__ASSIGNMENT__: Please output all of the entries exactly and omit any images they hold.

__SOURCE MATERIAL__:
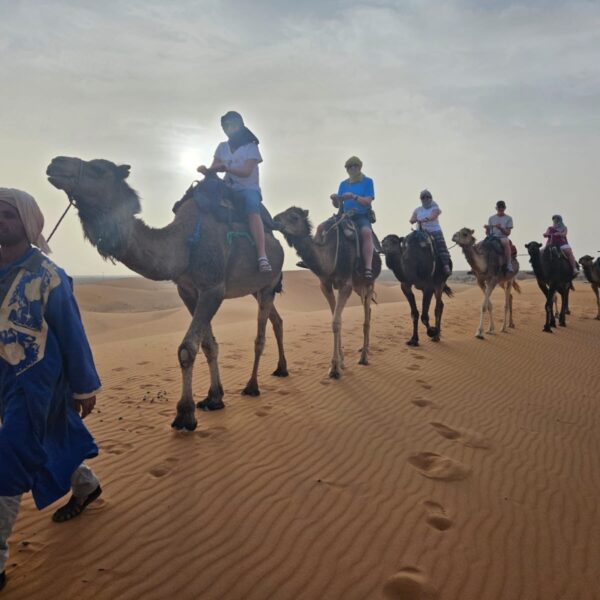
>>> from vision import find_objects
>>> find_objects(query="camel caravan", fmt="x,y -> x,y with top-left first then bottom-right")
44,114 -> 599,431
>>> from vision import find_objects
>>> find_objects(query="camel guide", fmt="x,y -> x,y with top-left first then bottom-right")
0,189 -> 102,593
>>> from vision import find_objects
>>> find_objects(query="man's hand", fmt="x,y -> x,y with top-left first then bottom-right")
330,193 -> 340,208
196,165 -> 209,175
74,396 -> 96,419
342,192 -> 354,200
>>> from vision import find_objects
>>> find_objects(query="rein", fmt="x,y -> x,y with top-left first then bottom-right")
46,159 -> 84,243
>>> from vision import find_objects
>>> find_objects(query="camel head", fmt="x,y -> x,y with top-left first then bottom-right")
579,255 -> 595,269
381,234 -> 404,255
452,228 -> 476,247
46,156 -> 141,258
273,206 -> 312,246
525,241 -> 542,257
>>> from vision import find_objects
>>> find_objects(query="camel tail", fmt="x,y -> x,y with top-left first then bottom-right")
570,282 -> 575,291
512,280 -> 522,294
443,284 -> 453,298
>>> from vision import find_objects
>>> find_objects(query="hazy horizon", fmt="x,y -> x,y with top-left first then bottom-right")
1,0 -> 599,275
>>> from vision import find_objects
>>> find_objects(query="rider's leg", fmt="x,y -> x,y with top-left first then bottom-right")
562,246 -> 578,273
242,189 -> 271,271
501,238 -> 513,271
432,231 -> 451,274
360,225 -> 374,272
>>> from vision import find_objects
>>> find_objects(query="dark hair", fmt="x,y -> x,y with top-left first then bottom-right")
420,189 -> 432,200
220,111 -> 244,127
496,200 -> 506,209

__YOUR SOLUTION__:
>>> from vision import find_objects
>>> find_objects(query="camel caravan", fmt="x,y -> x,y with top-left first then bottom-right")
44,114 -> 599,431
>>> from vision import find_objects
>>> find_objects(query="camel guide", fmt="x,y -> x,y with top-left first then bottom-right")
0,189 -> 102,593
>>> from vision import find_objects
>>> find_objects(query="man's hand", fmt="x,y -> x,y with top-left first then bottom-right")
330,193 -> 340,208
196,165 -> 209,175
74,396 -> 96,419
342,192 -> 354,200
>>> from vision import find_objects
>>> find_objects(query="rein", fmt="x,y -> x,y with top-left first then bottom-right")
46,159 -> 84,243
>>> from vision import find_objects
>>> find_objects(query="camel head", fmt="x,y -> x,y with top-left first then bottom-right")
579,255 -> 595,269
381,234 -> 404,255
452,228 -> 476,247
46,156 -> 141,258
273,206 -> 312,246
525,241 -> 542,257
>>> from vision import find_objects
>>> find_objects(query="camel tail", fmt="x,y -> x,y with top-left first then bottom-right")
570,282 -> 575,291
512,280 -> 522,294
443,284 -> 453,298
>>> from vision import find_objects
>>> find_objects(query="hazy horizon", fmt="x,y -> x,y with top-left first then bottom-right")
1,0 -> 599,275
>>> from vision import find_objects
>>> find_objects(query="rider's leg", fmt="x,y -> x,y with top-left first then bottom-right")
562,246 -> 578,273
242,189 -> 271,271
501,238 -> 513,271
432,231 -> 451,274
360,225 -> 374,272
>>> from vision import find_objects
>>> find_objects(query="dark hair", fmt="x,y -> x,y with top-left first then bottom-right")
420,189 -> 432,200
220,111 -> 244,127
496,200 -> 506,209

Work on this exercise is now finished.